### What to produce
Print the line that contains "For the benchmark, mark each instance of the black ski pant" and every line after it through the last line of the records below, exactly as written and nothing else.

## start Given data

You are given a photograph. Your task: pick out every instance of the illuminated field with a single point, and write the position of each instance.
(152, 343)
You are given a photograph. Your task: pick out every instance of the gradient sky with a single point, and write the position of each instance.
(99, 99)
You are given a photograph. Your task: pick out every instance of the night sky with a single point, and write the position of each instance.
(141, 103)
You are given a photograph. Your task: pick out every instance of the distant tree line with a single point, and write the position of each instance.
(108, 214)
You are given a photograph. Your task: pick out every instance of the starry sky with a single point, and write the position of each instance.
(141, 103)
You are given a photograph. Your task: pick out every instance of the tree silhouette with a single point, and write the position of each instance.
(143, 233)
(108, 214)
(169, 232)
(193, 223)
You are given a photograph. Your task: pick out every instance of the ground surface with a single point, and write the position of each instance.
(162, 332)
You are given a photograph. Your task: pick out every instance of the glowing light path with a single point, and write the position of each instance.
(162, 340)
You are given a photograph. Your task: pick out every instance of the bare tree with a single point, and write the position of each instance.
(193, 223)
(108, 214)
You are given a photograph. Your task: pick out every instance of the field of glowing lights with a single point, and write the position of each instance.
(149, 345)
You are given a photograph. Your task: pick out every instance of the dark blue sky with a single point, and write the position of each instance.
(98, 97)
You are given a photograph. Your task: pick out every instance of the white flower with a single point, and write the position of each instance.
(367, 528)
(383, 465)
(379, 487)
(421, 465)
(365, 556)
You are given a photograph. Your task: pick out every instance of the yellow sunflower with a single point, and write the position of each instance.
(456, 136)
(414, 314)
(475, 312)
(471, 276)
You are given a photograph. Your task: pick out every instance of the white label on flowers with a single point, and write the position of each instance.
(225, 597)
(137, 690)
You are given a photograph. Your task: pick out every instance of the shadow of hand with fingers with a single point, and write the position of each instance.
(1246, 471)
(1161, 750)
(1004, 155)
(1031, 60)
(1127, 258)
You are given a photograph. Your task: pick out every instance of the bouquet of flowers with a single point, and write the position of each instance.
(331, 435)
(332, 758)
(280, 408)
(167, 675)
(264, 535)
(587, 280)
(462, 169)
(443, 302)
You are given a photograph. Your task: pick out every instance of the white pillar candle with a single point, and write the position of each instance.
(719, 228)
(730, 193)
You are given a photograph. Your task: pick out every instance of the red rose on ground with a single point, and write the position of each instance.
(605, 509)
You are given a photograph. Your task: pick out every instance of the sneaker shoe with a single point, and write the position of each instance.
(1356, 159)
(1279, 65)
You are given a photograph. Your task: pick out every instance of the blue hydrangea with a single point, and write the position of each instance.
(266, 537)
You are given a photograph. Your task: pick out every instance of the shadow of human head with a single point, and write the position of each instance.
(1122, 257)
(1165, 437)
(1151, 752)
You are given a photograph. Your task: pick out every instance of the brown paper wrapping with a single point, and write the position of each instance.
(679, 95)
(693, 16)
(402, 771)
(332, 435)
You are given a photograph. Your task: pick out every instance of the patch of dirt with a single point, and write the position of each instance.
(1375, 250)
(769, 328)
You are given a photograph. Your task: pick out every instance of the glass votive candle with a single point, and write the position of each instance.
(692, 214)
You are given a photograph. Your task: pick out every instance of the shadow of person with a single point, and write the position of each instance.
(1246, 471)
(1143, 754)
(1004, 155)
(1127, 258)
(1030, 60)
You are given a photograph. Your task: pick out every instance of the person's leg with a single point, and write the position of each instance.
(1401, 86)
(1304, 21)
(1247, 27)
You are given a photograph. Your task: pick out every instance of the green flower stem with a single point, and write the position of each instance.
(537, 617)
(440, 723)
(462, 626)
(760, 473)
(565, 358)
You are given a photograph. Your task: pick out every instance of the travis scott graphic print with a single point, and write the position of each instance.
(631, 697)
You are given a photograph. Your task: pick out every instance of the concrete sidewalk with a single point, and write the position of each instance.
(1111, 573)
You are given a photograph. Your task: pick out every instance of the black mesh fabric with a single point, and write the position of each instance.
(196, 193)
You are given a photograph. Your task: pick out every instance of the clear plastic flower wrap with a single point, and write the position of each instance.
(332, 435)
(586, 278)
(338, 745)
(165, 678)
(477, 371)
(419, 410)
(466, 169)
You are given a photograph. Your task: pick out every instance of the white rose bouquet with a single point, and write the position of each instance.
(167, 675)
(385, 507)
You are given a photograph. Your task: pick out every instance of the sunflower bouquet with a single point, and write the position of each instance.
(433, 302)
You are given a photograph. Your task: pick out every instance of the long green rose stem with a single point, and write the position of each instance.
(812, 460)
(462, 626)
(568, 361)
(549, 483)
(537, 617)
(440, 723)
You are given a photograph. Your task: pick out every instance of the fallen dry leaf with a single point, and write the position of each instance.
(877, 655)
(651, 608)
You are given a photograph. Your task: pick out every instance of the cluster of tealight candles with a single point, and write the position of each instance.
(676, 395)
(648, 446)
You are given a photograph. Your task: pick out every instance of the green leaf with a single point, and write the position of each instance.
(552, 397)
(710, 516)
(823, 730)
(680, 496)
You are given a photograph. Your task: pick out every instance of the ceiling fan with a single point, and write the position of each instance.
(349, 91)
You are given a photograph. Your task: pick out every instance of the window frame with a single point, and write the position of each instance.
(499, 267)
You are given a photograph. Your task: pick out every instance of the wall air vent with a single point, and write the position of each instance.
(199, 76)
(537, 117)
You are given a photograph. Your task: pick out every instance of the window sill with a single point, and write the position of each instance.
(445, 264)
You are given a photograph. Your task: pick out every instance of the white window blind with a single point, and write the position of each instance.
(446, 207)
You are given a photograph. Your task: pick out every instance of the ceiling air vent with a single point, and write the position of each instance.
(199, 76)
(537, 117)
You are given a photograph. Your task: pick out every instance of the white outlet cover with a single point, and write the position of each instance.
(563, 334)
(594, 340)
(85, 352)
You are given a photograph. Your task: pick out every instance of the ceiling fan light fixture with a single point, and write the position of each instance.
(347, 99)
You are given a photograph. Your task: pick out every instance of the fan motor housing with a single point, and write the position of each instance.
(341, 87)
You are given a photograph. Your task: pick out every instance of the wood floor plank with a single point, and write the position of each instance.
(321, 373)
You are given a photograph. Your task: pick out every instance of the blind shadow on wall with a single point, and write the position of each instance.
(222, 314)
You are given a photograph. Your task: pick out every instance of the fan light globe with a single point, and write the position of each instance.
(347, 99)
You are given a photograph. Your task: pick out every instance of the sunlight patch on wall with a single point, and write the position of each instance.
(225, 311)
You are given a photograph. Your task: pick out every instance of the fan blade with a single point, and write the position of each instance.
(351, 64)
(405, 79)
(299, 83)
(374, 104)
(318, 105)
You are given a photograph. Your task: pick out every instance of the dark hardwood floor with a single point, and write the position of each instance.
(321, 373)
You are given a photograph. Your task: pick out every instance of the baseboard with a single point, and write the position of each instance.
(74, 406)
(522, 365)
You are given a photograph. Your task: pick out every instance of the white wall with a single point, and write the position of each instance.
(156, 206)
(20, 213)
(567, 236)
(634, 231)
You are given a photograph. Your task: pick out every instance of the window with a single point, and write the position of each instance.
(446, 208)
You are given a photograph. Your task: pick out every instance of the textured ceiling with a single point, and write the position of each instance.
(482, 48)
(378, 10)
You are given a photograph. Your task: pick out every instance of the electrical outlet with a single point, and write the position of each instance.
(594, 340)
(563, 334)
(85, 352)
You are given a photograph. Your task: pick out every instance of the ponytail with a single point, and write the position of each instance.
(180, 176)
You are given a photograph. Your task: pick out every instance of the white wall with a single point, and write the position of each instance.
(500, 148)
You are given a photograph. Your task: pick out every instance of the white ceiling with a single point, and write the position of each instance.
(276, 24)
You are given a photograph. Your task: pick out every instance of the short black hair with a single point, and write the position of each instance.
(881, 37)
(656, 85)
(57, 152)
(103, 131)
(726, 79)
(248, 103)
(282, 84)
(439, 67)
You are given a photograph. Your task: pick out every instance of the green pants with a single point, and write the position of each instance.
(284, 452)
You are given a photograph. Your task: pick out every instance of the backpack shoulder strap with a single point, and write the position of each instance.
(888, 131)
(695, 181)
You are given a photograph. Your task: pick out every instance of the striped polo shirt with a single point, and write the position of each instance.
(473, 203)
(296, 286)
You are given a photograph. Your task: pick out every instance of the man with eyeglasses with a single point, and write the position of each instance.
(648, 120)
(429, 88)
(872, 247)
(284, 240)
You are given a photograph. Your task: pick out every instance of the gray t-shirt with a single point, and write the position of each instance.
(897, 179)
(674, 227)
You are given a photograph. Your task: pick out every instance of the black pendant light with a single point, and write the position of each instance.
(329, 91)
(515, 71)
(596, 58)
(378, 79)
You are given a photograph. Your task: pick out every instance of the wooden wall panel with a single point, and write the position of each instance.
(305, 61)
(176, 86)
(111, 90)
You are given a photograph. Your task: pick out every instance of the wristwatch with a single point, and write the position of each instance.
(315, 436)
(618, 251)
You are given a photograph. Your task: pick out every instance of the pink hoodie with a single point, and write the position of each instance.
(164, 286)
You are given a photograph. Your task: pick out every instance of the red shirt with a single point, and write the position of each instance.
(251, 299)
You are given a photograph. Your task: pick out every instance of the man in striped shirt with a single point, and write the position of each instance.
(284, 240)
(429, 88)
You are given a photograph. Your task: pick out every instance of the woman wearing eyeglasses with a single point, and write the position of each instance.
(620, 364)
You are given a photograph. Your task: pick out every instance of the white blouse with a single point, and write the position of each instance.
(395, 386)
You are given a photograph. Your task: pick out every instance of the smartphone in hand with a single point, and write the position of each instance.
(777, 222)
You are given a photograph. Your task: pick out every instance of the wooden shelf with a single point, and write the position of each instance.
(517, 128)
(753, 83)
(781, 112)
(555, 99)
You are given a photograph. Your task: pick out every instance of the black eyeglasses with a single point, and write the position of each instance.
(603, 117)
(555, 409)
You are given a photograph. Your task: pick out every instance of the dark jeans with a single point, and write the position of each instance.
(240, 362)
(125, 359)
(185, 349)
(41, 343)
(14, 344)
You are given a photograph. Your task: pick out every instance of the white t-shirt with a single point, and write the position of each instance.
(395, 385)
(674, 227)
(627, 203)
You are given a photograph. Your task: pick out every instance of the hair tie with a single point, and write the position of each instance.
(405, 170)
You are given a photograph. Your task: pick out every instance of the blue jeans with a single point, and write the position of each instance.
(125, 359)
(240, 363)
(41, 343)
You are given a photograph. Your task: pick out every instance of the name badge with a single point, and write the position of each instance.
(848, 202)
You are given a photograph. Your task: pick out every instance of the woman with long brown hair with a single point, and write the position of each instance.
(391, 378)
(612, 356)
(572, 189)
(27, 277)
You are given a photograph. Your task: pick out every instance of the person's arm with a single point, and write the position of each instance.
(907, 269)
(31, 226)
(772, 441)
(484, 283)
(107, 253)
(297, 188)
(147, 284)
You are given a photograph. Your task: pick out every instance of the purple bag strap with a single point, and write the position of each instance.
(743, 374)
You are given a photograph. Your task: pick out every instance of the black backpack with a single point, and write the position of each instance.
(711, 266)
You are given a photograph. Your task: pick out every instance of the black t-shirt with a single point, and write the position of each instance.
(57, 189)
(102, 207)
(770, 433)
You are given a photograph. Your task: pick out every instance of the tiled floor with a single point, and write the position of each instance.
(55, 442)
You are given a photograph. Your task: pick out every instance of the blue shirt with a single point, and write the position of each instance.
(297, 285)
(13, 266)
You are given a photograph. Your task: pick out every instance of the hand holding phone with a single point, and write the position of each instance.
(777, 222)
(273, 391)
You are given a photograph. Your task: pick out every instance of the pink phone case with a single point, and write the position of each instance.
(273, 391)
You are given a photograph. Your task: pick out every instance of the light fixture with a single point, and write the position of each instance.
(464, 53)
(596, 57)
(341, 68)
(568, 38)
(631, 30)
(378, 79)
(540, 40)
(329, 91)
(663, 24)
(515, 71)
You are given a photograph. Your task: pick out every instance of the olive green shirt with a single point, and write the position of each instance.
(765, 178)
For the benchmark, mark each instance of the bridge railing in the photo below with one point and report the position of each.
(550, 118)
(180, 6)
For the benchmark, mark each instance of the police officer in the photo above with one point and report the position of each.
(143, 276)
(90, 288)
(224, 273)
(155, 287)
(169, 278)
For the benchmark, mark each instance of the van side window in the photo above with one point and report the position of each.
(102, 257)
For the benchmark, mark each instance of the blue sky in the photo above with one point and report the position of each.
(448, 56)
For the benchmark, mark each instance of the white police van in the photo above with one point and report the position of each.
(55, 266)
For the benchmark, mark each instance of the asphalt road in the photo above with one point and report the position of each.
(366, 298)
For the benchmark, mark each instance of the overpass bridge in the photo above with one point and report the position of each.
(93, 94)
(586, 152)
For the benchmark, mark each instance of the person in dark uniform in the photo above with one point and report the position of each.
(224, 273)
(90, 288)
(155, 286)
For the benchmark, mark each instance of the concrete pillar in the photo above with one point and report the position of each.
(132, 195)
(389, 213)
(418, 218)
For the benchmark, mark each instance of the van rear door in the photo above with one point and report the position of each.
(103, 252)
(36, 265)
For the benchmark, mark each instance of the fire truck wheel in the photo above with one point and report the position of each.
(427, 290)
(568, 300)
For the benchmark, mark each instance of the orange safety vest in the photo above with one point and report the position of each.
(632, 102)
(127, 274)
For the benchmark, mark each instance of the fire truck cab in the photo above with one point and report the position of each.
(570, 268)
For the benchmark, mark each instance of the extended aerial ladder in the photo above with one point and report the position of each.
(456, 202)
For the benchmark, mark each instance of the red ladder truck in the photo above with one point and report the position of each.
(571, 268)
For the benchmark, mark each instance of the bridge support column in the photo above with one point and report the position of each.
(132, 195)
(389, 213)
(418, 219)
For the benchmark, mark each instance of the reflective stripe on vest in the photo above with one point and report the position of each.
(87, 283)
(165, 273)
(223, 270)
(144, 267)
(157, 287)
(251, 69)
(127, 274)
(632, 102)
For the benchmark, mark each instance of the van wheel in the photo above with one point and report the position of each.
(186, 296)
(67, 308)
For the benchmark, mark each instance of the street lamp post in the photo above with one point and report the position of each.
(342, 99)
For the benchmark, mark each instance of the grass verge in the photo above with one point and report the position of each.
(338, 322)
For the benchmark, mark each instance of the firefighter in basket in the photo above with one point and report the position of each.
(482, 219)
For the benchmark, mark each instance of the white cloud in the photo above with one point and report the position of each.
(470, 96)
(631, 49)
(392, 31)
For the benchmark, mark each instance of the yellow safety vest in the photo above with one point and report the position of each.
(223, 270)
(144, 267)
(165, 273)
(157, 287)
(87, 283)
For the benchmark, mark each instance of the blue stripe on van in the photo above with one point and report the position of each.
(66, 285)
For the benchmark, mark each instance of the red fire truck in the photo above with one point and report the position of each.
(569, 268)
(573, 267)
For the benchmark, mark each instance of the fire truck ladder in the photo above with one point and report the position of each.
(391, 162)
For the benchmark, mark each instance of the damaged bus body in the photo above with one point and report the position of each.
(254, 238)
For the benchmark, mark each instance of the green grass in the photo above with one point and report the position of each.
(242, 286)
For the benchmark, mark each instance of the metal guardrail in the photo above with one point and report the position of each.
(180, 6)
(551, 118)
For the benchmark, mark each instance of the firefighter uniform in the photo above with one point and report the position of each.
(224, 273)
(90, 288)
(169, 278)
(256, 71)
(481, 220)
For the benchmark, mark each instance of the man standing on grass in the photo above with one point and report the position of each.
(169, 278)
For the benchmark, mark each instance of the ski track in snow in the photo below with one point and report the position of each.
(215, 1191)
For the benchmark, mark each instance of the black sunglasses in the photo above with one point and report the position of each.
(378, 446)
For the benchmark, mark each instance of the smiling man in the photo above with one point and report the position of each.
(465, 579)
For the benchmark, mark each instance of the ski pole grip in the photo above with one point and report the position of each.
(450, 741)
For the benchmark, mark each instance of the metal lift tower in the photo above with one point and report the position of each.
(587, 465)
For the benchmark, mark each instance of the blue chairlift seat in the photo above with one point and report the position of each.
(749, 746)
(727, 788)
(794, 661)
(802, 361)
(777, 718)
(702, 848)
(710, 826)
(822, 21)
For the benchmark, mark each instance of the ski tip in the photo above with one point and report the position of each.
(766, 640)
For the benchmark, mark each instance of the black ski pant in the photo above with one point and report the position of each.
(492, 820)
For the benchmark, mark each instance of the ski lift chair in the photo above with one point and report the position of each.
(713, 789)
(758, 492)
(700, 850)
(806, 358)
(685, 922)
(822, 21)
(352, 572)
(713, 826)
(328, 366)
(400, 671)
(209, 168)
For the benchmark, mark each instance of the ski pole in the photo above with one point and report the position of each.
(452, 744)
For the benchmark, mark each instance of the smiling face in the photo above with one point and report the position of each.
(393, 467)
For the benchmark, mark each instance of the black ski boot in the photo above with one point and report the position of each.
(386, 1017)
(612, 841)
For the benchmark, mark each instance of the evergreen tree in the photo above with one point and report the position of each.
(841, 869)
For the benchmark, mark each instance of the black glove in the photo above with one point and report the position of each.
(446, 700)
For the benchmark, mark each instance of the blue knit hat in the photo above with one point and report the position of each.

## end Given data

### Answer for the task
For the benchmark, mark each instance of the black ski pant in the photo above with one point and report the position of each.
(492, 820)
For the benchmark, mark each instance of the ski lift chair in the photo above with one point and report the position of each.
(713, 789)
(758, 492)
(700, 850)
(806, 358)
(685, 922)
(822, 21)
(352, 572)
(713, 826)
(328, 366)
(400, 671)
(209, 168)
For the benchmark, mark each instance of the ski pole in the photo above with one point and report the position of each.
(452, 744)
For the benchmark, mark each instance of the smiling face in the photo above with one point and report the position of each.
(393, 467)
For the benchmark, mark each instance of the black ski boot in the photo above with one point and report the position of each.
(386, 1017)
(612, 841)
For the benchmark, mark each instance of the evergreen tree in the photo above with one point and report the position of each.
(841, 869)
For the benchmark, mark each instance of the black glove in the photo above with one point and report the position of each.
(446, 700)
For the benchmark, mark each instance of the blue knit hat in the photo above with one point and report the position of each.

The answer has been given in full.